Your instructions | Switch every "bounding box" in the listing below to "rectangle", and give the lines again with nothing else changed.

Information given |
::::
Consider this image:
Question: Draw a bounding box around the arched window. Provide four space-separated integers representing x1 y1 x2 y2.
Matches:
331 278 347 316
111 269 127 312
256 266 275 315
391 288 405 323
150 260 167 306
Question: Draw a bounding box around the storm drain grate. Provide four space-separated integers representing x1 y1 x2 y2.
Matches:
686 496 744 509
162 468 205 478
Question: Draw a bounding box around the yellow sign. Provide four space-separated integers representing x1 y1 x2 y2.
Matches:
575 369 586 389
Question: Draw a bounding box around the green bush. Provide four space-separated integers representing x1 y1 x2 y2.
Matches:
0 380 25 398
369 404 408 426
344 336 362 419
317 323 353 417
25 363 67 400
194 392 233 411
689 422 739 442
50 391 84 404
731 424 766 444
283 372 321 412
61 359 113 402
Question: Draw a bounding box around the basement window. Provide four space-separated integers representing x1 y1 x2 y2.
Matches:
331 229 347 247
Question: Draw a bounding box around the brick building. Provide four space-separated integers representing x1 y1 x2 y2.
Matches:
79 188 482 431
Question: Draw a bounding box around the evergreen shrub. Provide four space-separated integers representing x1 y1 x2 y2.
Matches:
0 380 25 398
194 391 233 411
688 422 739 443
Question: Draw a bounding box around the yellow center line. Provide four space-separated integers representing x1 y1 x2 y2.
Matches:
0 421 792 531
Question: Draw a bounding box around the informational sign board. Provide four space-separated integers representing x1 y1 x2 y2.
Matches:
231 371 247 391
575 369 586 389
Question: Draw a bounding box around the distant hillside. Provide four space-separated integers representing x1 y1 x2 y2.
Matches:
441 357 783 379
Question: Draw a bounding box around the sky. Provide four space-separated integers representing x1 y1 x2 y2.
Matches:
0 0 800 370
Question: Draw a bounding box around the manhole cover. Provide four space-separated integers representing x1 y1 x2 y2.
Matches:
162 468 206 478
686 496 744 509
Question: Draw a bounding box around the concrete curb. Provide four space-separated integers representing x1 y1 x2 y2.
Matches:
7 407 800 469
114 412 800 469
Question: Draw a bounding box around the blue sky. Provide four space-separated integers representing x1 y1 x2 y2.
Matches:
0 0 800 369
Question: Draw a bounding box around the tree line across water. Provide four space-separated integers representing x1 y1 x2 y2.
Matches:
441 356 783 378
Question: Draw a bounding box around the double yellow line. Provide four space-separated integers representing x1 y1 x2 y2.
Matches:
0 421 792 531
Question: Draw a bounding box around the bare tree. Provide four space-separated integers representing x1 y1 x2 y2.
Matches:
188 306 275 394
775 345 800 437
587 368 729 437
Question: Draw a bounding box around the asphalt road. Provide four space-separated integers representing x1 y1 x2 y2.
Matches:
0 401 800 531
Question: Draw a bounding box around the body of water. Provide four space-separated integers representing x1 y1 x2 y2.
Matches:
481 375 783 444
::::
Answer to the task |
Consider this image:
Question: Draw a rectangle around the arched window. Provide four space-separated integers representing x1 y1 x2 y2.
Matches:
331 278 347 316
111 269 127 312
256 266 275 315
391 288 405 323
150 260 167 306
Question: Draw a rectangle around the storm drain grate. Provide four space-separated integers representing x1 y1 x2 y2.
Matches:
686 496 744 509
162 468 205 478
Question: Draw a rectangle around the yellow sign. Provide four space-separated integers representing x1 y1 x2 y2.
Matches:
575 369 586 389
Question: Draw a rectangle around the green bush. Provide four space-separated integers representing x1 y1 x2 y2.
Matches:
0 380 25 398
369 404 408 426
344 336 362 419
317 323 353 417
25 363 67 400
194 392 233 411
689 422 739 442
50 391 84 404
731 424 766 444
283 372 321 412
61 359 113 402
Question: Draw a rectangle around the basement window. Provide four space-separated integers representing x1 y1 x2 y2.
Matches:
331 229 347 247
Question: Draw a rectangle around the brick building. Provide four space-separated integers representing x1 y1 x2 y2.
Matches:
79 188 482 431
Question: Draw a rectangle around the evergreen shrub. Provide four space-separated integers representing x1 y1 x2 y2.
Matches:
0 380 25 398
194 391 233 411
688 422 739 443
Question: Draw a rectangle around the yellow center line. Provide four space-separated integers representing x1 y1 x2 y2.
Matches:
0 421 792 531
Question: Draw a rectangle around the informational sign board. Provide four space-separated integers representing x1 y1 x2 y2.
Matches:
231 371 247 391
575 369 586 389
Question: Draw a rectangle around the distant hillside. Provide four space-separated integers representing x1 y1 x2 y2.
Matches:
441 357 783 379
Question: Draw a rectangle around the sky. Provide four space-separated integers representing x1 y1 x2 y2.
Matches:
0 0 800 370
Question: Draw a rectangle around the manhole cover. Provide four space-separated integers representing x1 y1 x2 y2.
Matches:
162 468 206 478
686 496 744 509
Question: Draw a rectangle around the concrete curb. Provide four space-separated integers representing x1 y1 x2 y2.
Matches:
7 407 800 469
114 412 800 469
Question: Draw a rectangle around the blue sky. Provide four space-separated integers representing x1 y1 x2 y2.
Matches:
0 0 800 369
Question: Draw a rectangle around the tree line across water. Provide four space-separated integers representing x1 y1 x2 y2.
Matches:
441 356 783 378
Question: Draw a rectangle around the double yellow line. Provide four space-separated integers representing x1 y1 x2 y2.
Matches:
0 421 792 531
Question: Draw a rectangle around the bare tree. Provide four space-separated integers representing x1 y1 x2 y2.
Matches:
188 306 275 394
775 345 800 437
587 368 729 437
Question: Draw a rectangle around the asphalt road. Provide four space-separated integers representing x1 y1 x2 y2.
Matches:
0 401 800 531
Question: Draw a rectangle around the body of water. Provide four space-separated integers representing x1 y1 x2 y2.
Matches:
481 375 783 444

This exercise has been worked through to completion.